=== EXERCISE DESCRIPTION ===
The required output is the exact run of lines below that opens at the line with "form: [133, 111]." and closes at the line with "form: [15, 85].".

DATA TO USE START

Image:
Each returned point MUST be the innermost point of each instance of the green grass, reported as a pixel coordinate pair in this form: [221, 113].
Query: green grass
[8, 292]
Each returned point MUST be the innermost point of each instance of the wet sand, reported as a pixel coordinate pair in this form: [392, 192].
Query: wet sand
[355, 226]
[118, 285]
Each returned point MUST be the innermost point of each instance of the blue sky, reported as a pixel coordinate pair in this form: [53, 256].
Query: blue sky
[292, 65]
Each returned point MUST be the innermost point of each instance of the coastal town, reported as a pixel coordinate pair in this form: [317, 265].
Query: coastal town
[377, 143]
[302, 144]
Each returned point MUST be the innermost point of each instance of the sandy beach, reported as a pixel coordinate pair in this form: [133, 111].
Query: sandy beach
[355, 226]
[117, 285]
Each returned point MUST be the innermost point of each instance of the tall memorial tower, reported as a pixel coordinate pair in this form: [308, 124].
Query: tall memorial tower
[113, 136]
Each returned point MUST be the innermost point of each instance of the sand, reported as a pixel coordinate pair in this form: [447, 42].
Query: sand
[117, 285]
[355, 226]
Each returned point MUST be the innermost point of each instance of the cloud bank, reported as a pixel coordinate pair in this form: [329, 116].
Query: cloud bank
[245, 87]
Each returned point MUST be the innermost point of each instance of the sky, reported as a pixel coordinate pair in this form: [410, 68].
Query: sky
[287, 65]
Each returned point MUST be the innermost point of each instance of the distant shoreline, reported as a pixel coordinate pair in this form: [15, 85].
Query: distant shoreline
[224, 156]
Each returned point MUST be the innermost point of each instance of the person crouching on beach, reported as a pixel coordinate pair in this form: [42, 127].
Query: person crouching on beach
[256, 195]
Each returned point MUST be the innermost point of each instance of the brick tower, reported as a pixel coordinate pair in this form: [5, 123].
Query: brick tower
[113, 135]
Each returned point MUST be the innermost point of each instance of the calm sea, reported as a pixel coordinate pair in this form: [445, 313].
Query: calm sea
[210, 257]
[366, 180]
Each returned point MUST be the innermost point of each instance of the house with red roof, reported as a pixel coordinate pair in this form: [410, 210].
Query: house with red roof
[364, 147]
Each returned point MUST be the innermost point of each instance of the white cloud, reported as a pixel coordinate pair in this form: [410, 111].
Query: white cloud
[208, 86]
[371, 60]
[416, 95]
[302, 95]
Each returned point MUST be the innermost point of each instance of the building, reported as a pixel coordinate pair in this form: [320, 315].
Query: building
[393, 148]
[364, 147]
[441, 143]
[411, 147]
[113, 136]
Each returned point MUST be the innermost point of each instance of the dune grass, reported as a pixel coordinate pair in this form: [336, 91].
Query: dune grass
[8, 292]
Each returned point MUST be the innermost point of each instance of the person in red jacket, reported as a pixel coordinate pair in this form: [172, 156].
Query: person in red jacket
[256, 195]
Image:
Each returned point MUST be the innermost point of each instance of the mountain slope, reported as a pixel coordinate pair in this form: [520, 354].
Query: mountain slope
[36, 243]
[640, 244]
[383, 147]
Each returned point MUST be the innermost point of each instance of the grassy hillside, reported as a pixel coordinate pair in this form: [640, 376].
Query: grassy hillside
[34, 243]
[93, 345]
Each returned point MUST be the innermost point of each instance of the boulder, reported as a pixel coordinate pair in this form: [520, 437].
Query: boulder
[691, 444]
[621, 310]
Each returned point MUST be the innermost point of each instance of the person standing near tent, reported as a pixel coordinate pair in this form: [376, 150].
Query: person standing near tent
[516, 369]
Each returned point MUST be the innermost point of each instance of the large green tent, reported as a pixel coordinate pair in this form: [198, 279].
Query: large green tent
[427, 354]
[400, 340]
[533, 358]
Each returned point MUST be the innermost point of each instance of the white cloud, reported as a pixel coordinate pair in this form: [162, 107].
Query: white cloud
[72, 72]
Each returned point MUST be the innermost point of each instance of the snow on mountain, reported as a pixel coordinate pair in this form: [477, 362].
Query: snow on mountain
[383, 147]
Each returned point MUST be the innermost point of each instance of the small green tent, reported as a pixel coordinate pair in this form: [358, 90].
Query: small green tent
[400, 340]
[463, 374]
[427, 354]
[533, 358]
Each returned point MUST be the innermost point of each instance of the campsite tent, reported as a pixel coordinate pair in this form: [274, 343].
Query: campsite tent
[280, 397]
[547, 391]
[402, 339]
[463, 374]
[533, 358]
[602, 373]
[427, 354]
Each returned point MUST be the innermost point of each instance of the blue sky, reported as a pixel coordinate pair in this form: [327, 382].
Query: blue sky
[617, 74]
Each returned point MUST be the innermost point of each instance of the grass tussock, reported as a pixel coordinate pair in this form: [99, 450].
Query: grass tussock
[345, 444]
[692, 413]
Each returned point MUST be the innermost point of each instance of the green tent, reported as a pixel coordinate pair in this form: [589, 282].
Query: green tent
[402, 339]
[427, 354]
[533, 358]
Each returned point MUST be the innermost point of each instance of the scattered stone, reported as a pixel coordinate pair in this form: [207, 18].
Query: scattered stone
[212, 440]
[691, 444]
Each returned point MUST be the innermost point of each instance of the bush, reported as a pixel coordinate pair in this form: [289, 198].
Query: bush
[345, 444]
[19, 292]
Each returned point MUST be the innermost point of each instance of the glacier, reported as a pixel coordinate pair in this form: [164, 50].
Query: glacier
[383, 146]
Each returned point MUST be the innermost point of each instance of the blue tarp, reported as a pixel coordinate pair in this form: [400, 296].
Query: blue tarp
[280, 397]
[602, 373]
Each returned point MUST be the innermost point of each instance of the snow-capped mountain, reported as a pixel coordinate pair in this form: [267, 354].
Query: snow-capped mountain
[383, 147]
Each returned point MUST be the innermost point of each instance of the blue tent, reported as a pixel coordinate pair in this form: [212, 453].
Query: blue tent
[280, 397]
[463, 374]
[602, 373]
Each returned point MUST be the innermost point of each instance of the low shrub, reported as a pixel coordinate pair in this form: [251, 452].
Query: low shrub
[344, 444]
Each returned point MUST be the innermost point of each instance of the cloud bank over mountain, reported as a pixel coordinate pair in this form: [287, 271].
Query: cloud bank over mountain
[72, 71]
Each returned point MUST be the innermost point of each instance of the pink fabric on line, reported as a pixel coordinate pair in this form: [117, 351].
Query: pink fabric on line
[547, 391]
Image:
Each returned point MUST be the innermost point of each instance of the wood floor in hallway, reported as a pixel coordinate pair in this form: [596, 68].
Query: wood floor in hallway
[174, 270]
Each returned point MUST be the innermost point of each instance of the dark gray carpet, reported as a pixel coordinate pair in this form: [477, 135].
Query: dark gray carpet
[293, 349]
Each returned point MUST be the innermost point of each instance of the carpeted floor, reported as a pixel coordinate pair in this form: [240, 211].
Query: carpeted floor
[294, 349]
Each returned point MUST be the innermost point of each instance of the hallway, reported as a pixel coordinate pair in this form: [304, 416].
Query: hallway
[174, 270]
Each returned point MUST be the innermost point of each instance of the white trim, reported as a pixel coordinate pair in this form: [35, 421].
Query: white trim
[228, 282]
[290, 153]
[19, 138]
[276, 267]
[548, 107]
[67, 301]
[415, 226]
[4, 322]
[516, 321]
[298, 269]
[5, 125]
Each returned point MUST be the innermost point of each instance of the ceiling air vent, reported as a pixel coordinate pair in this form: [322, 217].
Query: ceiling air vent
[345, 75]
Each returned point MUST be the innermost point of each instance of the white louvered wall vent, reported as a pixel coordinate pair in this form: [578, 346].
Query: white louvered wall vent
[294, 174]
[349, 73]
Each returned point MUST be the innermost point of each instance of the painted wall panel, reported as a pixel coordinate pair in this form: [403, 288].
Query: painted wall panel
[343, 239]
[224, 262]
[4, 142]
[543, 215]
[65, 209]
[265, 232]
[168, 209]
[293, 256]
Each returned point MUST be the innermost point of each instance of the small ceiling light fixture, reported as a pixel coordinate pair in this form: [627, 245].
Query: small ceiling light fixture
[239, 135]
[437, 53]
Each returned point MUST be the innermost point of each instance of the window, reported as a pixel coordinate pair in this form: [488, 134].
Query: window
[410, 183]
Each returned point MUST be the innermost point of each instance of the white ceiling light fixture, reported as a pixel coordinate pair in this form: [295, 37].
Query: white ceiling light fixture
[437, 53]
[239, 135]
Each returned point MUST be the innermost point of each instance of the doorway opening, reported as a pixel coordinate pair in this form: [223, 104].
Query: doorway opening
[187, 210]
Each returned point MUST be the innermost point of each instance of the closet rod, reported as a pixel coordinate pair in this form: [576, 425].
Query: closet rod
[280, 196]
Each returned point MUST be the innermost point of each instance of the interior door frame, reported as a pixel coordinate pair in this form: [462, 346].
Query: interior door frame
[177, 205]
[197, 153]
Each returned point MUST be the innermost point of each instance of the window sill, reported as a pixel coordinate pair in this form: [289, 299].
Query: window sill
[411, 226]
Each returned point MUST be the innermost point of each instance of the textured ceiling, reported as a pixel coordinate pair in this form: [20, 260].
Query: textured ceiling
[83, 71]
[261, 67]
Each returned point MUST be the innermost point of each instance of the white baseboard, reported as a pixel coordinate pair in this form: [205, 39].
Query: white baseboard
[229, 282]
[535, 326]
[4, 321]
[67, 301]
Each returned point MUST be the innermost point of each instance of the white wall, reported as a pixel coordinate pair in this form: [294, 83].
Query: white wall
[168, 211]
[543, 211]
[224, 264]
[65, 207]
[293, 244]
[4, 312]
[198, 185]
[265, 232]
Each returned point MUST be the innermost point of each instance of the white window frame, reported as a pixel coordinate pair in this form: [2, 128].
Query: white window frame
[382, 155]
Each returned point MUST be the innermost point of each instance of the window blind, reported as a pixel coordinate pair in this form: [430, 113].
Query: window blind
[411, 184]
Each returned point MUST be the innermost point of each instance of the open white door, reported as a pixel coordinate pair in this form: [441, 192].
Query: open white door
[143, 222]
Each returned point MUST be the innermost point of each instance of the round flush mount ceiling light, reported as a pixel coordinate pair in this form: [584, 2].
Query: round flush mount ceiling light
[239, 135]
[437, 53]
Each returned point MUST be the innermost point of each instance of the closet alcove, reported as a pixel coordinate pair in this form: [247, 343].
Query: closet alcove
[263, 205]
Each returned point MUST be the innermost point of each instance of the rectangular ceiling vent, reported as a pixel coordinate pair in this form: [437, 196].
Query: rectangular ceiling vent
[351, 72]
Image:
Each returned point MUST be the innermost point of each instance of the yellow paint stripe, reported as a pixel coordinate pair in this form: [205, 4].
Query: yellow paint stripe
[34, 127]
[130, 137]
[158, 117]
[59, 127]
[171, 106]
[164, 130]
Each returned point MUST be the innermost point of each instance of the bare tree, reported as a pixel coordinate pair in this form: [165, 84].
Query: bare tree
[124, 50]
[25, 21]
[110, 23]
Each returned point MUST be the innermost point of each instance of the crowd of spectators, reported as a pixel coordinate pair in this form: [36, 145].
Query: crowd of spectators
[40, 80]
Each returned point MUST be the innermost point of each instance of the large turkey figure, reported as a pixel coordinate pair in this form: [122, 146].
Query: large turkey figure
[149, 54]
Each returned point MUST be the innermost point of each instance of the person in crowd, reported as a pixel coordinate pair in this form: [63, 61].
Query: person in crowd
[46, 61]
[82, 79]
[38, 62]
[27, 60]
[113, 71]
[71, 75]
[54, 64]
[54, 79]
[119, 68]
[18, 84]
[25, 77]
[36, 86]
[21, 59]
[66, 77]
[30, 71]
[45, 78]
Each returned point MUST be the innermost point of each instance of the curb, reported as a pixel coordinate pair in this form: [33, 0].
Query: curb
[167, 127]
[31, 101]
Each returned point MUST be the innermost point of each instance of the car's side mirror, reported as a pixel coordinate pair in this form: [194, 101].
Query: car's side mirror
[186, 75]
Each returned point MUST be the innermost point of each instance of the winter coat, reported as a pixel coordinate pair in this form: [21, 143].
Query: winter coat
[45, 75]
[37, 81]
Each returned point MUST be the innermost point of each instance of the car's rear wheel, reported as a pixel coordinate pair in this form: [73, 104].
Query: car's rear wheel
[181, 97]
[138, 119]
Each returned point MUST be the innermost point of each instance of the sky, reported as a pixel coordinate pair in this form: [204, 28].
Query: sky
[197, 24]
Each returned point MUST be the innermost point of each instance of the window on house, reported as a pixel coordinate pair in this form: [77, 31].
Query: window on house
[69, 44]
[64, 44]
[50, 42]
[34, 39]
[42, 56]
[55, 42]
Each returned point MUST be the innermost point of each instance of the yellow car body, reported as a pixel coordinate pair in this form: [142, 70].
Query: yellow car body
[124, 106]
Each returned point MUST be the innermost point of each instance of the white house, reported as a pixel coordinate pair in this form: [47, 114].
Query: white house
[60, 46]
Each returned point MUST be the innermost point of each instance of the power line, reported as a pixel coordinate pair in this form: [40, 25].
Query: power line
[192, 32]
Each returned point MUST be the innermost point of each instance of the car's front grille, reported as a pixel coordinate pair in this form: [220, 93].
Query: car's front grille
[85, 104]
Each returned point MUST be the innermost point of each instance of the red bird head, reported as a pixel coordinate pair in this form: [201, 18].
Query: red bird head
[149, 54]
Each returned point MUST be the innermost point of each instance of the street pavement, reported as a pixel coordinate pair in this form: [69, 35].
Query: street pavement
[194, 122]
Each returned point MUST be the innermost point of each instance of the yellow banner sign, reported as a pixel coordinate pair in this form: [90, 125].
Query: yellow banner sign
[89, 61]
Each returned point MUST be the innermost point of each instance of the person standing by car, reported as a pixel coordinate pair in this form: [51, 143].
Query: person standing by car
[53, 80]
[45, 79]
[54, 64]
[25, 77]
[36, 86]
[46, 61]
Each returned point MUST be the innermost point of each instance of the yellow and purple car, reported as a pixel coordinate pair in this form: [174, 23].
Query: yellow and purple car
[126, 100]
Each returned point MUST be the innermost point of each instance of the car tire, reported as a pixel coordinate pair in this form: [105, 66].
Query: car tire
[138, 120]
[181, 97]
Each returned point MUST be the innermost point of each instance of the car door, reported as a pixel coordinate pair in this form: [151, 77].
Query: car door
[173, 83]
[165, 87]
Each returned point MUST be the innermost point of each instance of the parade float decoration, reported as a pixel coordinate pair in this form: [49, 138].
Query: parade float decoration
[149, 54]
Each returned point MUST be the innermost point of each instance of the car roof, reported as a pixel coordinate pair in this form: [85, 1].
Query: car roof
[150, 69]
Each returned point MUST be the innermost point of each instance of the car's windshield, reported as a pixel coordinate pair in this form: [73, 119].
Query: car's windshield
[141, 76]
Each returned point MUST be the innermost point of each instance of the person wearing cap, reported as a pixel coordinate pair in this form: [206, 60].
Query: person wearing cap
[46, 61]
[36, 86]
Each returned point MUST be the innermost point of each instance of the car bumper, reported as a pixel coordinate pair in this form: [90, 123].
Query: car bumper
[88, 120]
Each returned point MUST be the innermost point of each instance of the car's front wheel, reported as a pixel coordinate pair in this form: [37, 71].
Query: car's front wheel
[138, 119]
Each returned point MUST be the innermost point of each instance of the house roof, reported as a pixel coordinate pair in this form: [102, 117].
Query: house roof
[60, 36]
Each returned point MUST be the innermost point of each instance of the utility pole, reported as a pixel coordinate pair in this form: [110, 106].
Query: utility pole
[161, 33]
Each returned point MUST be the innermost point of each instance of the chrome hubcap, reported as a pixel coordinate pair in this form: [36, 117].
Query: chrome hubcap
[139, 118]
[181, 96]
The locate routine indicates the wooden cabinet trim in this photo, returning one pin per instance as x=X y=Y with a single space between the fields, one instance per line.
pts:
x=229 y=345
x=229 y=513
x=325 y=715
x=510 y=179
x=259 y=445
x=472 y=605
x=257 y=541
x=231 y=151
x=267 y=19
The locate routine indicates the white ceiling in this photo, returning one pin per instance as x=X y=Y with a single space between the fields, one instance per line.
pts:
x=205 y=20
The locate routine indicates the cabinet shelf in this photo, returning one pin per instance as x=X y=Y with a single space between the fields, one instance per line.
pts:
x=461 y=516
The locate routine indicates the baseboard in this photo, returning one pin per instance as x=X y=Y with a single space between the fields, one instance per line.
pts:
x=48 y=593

DATA TO USE END

=== SOLVED PROBLEM ===
Each returned point MUST be the innermost point of each instance of the sandy beach, reported as a pixel coordinate pair in this form: [133, 111].
Query: sandy beach
[355, 226]
[117, 285]
Each returned point MUST be the innermost point of each instance of the tall memorial tower, reported as a pixel coordinate pair in this form: [308, 124].
Query: tall memorial tower
[113, 136]
Each returned point MUST be the innermost point of each instance of the sand, reported as a pixel coordinate pair in this form: [447, 42].
Query: sand
[117, 285]
[355, 226]
Each returned point MUST be the innermost point of each instance of the cloud bank, reported as a pixel coordinate pair in this form: [329, 116].
Query: cloud bank
[245, 87]
Each returned point MUST be the innermost point of each instance of the sky, reported as a pixel coordinate pair in this form: [410, 68].
Query: sky
[287, 65]
Each returned point MUST be the innermost point of each instance of the distant shoreline, reported as a pixel coordinate pair in this form: [15, 85].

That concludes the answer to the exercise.